___ Input records
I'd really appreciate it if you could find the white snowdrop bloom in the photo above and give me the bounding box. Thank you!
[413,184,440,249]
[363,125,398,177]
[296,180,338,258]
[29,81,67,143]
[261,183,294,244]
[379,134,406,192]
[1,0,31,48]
______
Task to carry out :: Reproduce the data above verbatim, line for line.

Written response ::
I'd really appreciate it if you could find the white snowdrop bloom in the photo above and give me the bounding box. Thank you!
[413,184,440,249]
[363,125,398,177]
[296,180,338,258]
[29,81,67,143]
[261,183,294,244]
[379,134,406,192]
[1,0,31,48]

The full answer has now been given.